Supplied material
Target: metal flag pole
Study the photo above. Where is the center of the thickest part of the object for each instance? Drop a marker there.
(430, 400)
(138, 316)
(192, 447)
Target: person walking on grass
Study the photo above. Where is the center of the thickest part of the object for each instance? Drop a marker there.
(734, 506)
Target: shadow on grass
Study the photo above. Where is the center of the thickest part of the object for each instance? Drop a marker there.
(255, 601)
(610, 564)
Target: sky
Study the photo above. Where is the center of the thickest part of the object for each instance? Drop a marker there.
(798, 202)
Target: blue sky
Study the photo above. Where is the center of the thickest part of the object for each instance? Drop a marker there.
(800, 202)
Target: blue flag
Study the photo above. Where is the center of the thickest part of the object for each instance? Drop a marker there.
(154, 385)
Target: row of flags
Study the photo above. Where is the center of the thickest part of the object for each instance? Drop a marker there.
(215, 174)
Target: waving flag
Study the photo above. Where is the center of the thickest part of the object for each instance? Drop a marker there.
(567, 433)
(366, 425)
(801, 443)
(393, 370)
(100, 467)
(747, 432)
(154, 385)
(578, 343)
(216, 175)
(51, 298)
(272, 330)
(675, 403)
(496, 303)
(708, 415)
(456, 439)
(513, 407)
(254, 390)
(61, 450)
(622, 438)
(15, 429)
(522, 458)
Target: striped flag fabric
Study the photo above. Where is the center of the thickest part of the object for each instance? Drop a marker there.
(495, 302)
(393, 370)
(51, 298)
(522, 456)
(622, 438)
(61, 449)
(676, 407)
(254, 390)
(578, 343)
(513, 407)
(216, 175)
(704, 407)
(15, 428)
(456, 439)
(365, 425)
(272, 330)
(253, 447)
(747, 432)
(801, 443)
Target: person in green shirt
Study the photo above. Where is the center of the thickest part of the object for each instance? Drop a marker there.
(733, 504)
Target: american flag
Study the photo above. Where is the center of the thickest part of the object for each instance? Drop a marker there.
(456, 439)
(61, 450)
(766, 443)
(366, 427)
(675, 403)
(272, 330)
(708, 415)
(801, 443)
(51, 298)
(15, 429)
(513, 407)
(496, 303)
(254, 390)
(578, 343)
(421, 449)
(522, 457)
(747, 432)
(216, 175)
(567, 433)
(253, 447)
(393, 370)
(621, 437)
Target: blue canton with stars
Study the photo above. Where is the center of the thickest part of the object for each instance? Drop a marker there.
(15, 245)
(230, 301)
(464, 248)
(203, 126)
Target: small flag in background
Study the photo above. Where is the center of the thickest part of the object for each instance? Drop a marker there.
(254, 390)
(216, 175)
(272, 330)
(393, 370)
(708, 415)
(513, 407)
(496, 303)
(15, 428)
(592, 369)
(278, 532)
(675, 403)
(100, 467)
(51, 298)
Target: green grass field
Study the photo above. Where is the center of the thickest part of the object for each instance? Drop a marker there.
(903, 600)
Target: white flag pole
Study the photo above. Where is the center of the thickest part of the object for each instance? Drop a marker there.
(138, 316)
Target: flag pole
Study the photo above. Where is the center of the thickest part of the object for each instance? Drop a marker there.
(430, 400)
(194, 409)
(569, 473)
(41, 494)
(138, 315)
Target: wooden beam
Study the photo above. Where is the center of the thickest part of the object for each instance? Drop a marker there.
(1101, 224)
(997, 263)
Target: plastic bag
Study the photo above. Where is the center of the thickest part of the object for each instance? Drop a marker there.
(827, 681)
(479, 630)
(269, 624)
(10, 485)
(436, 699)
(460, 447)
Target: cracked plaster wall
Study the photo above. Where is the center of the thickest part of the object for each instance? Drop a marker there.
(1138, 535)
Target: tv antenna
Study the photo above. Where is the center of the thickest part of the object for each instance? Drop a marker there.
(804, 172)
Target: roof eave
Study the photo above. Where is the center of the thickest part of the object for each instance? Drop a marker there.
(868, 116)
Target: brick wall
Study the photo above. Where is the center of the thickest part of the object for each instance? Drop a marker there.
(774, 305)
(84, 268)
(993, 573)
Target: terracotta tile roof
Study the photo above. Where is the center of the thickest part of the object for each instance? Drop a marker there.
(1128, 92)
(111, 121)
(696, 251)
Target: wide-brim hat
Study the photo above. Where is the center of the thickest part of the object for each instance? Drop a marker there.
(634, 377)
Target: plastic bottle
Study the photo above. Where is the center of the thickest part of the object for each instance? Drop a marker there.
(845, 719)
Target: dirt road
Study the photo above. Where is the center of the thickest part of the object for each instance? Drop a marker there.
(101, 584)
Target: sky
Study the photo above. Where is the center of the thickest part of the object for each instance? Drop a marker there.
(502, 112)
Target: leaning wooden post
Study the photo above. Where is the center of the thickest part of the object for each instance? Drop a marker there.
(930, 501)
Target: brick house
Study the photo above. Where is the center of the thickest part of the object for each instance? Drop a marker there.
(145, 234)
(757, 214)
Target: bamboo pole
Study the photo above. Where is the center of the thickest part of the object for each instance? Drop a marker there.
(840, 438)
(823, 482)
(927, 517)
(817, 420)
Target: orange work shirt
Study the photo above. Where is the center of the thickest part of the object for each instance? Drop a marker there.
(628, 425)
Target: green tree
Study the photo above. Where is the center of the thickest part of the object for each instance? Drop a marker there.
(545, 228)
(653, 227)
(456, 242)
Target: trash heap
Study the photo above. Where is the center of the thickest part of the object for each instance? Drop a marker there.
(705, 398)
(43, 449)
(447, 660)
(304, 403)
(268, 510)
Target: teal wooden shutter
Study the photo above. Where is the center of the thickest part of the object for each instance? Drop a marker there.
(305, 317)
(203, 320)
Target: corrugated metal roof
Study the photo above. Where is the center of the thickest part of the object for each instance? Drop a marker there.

Your goal
Write the entire listing out again, word for word.

Response below
Target: metal flag pole
Study the photo above. Where is the center of the thickest part of the object for each instance? Drop a marker there.
(430, 400)
(138, 316)
(192, 447)
Target: person walking on grass
Study the photo above. Where is the center of the thickest part of the object for each instance? Drop a marker there.
(734, 506)
Target: shadow on grass
Study the photo above. Where is the center of the thickest part of the object for each instance? Drop a marker there.
(255, 601)
(610, 564)
Target: sky
Study the photo above. Where is the center of the thickest part of the object for each instance? Drop a marker there.
(798, 202)
Target: blue sky
Study the photo above. Where is the center of the thickest part of the object for each instance? Drop a marker there.
(800, 202)
Target: blue flag
Study the photo above. Where is the center of the thickest part of the object for each instance? Drop a marker there.
(154, 385)
Target: row of flags
Study the photo above. Where is the center of the thickest part of the object for each instance? Drop a marker there.
(215, 174)
Target: waving flag
Study the photo above. Where is the center of the thickest part of the object for each instance? Drop a marker there.
(567, 433)
(366, 425)
(801, 443)
(393, 370)
(100, 467)
(747, 432)
(154, 385)
(578, 343)
(216, 175)
(51, 298)
(272, 330)
(675, 403)
(496, 303)
(708, 415)
(456, 439)
(513, 407)
(254, 390)
(61, 450)
(622, 438)
(15, 429)
(522, 458)
Target: striped flag fabric
Study the photo above. Where is the center of the thickest part of the object for each instance? Drop a marker there.
(495, 302)
(393, 370)
(51, 298)
(522, 456)
(622, 438)
(61, 449)
(676, 407)
(254, 390)
(578, 343)
(513, 407)
(216, 175)
(704, 407)
(15, 428)
(456, 439)
(365, 425)
(272, 330)
(253, 447)
(747, 432)
(801, 443)
Target: person in green shirt
Study the photo above. Where is the center of the thickest part of the object for each instance? Drop a marker there.
(733, 504)
Target: american flag
Study the photo above. Where is the center of the thickest part of the object for each instance? Drop a marker there.
(456, 439)
(61, 450)
(766, 443)
(366, 427)
(675, 403)
(272, 330)
(708, 415)
(801, 443)
(51, 298)
(15, 429)
(513, 407)
(496, 303)
(254, 390)
(578, 343)
(421, 449)
(522, 457)
(747, 432)
(216, 175)
(567, 433)
(253, 447)
(393, 370)
(621, 437)
Target: blue canton with stars
Study the photo above. Where is the center of the thickest part of the object for each instance? Drop a marker there.
(15, 245)
(230, 301)
(464, 248)
(203, 126)
Target: small flag in background
Study the photo above. Where is the center of the thickest part of the object for each instance? Drop a marker there.
(254, 390)
(216, 175)
(272, 330)
(393, 370)
(708, 415)
(513, 407)
(496, 303)
(15, 428)
(592, 369)
(278, 532)
(675, 403)
(100, 467)
(51, 298)
Target: green grass field
Study the photo above. Where is the center of the thickest part of the object for each instance? Drop a marker there.
(903, 600)
Target: white flag pole
Study the photo above. Where is the center of the thickest part of the object for each instance? Drop a marker there.
(138, 316)
Target: flag pole
Study the photo above. Where is the center of the thickest part of the object for each instance? Drop a marker there.
(430, 400)
(194, 409)
(569, 473)
(41, 494)
(138, 315)
Target: wooden beam
Study the photo above. Where is the center of the thickest part of the object for each instance? Drop a marker there.
(1101, 224)
(997, 263)
Target: plastic bag
Study the photo above. Where is the center of the thickest part of the object for each instance? Drop a marker there.
(827, 681)
(479, 630)
(269, 624)
(10, 485)
(436, 699)
(460, 447)
Target: cracked plaster wall
Study the photo above. Where is the center of the thickest part of the object for each instance? Drop a marker there.
(1138, 535)
Target: tv antenna
Study the photo above. Where is the center of the thickest part of the object for each instance? Drop a marker there.
(804, 172)
Target: roof eave
Study the photo above. Where is the center of the thickest part of the object for each instance? Drop a marker there.
(868, 116)
Target: brick wall
Study the photo above. Where is the center of the thickest part of the object for each instance? Drop a marker there.
(774, 305)
(84, 268)
(993, 573)
Target: terracotta tile roof
Study the photo above. Where is the center of the thickest part of the object for each instance? Drop a marker there.
(1128, 92)
(111, 121)
(696, 251)
Target: wide-brim hat
Study the photo above. Where is the center of the thickest part of the object for each instance? Drop a marker there.
(634, 377)
Target: plastic bottle
Study the photo above. Where is the center of the thickest part of the object for each instance? Drop a marker there.
(845, 719)
Target: dirt road
Study the photo above. Where is the center of the thickest part of the object for each instance? Drop a marker there.
(101, 584)
Target: sky
Study the photo above. Where is the center of the thickest part of the object for each instance? Drop a marker there.
(502, 112)
Target: leaning wooden post
Study the photo above. Where is the center of the thickest part of the object for each instance? Drop a marker there.
(930, 501)
Target: brick house
Study the photo above. Where is the center of the thickest part of the object for each instance? Drop a marker there.
(145, 234)
(757, 214)
Target: bamboo pole
Study the photo above. Where is the center of the thickest part of the object for each instance? Drop a marker there.
(840, 438)
(823, 482)
(927, 517)
(817, 420)
Target: orange work shirt
Study the photo above. Where is the center of the thickest part of the object for each instance? Drop a marker there.
(628, 425)
Target: green tree
Study the photo above. Where is the center of the thickest part of the object for each instance? Drop a marker there.
(545, 228)
(653, 227)
(456, 242)
Target: trash heap
Study the photo above. Where is the center of the thickest part of the object for each instance? Drop a marker there.
(705, 398)
(43, 449)
(447, 660)
(304, 403)
(268, 510)
Target: teal wooden shutter
Study the photo above. Where is the center of the thickest part of the object for each instance? Drop a marker there.
(305, 317)
(203, 320)
Target: corrugated metal roof
Study the photo above. Where is the center of the thickest part of the object for each instance? Drop a marker there.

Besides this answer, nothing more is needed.